Dataset records:

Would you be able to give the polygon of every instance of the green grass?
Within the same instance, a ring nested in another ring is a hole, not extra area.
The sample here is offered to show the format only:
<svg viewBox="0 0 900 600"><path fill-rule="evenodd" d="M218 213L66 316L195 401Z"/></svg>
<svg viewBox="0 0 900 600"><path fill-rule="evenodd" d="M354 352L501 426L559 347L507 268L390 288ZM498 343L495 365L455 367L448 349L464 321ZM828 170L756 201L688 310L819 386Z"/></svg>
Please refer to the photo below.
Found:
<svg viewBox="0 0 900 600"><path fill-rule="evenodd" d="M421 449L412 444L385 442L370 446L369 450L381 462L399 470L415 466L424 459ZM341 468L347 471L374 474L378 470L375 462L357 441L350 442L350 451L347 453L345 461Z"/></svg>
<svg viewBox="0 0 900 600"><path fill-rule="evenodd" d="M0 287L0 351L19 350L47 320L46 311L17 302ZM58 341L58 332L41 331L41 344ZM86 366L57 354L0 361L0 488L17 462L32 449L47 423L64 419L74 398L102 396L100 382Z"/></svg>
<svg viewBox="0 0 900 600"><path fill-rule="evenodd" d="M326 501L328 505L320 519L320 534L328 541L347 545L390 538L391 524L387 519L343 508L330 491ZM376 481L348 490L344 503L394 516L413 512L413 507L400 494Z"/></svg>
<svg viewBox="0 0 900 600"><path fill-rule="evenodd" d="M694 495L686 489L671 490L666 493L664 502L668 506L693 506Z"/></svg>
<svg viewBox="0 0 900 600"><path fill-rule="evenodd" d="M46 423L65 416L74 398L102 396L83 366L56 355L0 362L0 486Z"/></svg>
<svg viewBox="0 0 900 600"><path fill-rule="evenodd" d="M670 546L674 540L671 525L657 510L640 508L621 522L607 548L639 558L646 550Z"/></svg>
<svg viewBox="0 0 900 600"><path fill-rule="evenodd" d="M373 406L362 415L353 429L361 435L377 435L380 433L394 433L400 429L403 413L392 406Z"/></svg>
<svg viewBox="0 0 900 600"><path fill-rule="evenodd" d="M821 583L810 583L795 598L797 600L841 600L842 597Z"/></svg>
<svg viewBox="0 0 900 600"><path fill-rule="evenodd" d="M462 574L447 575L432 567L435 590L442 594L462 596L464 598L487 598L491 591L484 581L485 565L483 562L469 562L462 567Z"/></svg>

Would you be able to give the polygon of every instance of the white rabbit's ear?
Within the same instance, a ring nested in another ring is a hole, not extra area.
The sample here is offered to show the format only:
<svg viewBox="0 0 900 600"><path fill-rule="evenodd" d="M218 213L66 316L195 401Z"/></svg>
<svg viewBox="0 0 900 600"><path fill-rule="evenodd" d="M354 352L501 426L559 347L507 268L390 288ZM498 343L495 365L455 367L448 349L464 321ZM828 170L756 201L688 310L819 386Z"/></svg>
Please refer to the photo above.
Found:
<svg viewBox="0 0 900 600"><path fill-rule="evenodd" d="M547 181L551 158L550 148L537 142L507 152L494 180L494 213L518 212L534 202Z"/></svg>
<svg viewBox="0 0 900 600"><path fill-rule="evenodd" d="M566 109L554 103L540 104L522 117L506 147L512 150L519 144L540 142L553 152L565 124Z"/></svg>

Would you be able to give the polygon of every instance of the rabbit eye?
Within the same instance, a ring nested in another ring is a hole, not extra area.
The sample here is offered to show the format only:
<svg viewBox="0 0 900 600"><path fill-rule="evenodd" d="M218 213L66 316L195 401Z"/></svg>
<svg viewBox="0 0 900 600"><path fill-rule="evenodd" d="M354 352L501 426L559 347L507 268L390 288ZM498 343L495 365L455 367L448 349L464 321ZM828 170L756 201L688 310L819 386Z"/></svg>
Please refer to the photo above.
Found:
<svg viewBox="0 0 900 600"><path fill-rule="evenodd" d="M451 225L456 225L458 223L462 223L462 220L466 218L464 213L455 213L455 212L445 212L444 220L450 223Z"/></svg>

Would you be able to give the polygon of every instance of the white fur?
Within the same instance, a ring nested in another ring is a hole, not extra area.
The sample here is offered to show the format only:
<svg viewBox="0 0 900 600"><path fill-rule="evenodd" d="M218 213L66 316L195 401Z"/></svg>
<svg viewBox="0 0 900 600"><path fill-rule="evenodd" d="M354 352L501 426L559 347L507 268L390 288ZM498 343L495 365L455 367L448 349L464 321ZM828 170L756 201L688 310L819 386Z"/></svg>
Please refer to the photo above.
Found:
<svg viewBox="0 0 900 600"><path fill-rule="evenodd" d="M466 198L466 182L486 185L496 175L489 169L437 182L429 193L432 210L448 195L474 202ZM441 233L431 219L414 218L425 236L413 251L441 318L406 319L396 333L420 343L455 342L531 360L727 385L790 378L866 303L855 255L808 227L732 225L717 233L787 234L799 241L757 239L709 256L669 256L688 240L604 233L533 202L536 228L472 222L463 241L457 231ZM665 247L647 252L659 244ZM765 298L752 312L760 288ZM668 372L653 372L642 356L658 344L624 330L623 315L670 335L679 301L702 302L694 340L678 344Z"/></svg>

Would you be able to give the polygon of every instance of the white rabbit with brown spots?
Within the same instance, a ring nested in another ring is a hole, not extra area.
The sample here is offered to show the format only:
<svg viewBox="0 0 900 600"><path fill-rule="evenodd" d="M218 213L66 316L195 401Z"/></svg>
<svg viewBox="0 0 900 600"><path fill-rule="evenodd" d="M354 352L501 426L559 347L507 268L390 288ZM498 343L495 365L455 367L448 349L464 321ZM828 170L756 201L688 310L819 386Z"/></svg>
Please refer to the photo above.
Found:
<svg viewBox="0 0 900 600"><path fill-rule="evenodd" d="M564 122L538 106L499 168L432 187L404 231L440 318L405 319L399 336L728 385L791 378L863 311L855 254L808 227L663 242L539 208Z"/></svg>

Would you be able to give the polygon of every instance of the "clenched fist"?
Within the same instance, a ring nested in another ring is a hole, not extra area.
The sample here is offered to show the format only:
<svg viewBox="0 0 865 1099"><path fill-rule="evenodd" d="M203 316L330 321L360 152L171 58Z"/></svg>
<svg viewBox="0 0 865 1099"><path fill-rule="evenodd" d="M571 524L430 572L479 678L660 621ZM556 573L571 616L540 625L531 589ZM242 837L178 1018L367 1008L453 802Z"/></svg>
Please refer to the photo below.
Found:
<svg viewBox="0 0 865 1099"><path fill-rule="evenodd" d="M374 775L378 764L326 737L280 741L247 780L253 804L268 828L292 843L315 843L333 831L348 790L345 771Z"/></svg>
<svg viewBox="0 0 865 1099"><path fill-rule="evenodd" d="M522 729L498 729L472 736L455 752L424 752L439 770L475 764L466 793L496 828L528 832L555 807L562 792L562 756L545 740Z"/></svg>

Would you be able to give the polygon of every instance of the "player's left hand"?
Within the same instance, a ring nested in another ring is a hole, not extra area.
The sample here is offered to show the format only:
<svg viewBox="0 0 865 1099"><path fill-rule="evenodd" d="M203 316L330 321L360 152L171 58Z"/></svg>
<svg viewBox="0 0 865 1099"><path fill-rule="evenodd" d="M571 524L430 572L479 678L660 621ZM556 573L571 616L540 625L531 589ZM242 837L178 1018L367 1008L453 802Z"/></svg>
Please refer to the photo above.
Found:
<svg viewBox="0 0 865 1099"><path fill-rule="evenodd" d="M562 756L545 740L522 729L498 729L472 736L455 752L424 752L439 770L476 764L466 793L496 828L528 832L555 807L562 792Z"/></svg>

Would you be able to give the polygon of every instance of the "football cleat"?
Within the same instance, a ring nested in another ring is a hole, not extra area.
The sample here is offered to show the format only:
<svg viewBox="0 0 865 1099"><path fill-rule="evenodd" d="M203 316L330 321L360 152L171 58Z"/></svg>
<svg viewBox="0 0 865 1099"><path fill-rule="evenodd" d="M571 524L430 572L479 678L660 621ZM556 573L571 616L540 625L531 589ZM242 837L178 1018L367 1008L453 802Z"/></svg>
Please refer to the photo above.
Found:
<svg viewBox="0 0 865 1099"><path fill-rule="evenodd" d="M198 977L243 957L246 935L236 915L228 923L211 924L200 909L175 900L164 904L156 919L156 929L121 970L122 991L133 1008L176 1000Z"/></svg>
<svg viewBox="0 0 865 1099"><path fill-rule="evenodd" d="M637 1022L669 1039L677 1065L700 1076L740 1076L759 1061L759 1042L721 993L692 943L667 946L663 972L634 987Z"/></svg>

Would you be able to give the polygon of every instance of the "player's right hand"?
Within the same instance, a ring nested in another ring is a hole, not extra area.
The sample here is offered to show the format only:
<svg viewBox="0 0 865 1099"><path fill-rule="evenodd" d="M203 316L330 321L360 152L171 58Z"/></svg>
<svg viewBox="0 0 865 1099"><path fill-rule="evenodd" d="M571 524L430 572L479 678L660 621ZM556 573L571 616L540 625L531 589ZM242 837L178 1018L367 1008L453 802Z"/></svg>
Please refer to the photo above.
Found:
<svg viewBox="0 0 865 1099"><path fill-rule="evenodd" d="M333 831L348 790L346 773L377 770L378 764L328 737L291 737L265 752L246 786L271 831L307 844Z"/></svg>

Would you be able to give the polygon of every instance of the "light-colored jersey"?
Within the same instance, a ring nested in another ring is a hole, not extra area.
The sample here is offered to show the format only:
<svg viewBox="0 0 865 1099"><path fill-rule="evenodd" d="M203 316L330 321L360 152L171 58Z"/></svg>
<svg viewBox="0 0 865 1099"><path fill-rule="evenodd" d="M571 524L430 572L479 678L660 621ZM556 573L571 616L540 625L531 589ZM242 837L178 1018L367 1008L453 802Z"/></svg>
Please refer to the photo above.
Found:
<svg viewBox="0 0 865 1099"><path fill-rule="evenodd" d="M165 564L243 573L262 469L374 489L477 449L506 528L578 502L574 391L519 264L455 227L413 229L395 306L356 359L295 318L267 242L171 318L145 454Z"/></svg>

Job:
Reproduce, word for word, the stretch from the start of the entries through the line that contains "423L65 416L74 398L102". Include that final line.

Answer for this exercise:
Would you be able to give the polygon of every instance of the green grass?
Within the same instance, a ring nested in another ring is a hole, not extra area.
The sample here is offered to show the format only:
<svg viewBox="0 0 900 600"><path fill-rule="evenodd" d="M218 213L66 316L195 401Z"/></svg>
<svg viewBox="0 0 900 600"><path fill-rule="evenodd" d="M354 352L501 426L559 347L507 268L390 288ZM498 343L495 365L455 367L448 349L464 321ZM828 170L756 201L688 310L819 386Z"/></svg>
Please refer to the photo below.
Found:
<svg viewBox="0 0 900 600"><path fill-rule="evenodd" d="M421 449L412 444L385 442L370 446L369 450L381 462L399 470L415 466L424 459ZM341 468L347 471L374 474L378 470L375 462L357 441L350 442L350 451L347 453L345 461Z"/></svg>
<svg viewBox="0 0 900 600"><path fill-rule="evenodd" d="M0 287L0 351L19 350L47 320L46 311L17 302ZM58 341L58 332L41 331L41 344ZM86 366L57 354L0 361L0 488L17 462L32 449L47 423L64 419L74 398L102 396L100 382Z"/></svg>
<svg viewBox="0 0 900 600"><path fill-rule="evenodd" d="M326 501L328 505L320 519L320 534L328 541L347 545L390 538L391 524L387 519L343 508L330 491ZM376 481L348 490L344 503L394 516L413 512L413 507L400 494Z"/></svg>
<svg viewBox="0 0 900 600"><path fill-rule="evenodd" d="M694 495L686 489L671 490L666 493L664 502L668 506L693 506Z"/></svg>
<svg viewBox="0 0 900 600"><path fill-rule="evenodd" d="M46 423L65 416L74 398L102 396L83 366L56 355L0 362L0 486Z"/></svg>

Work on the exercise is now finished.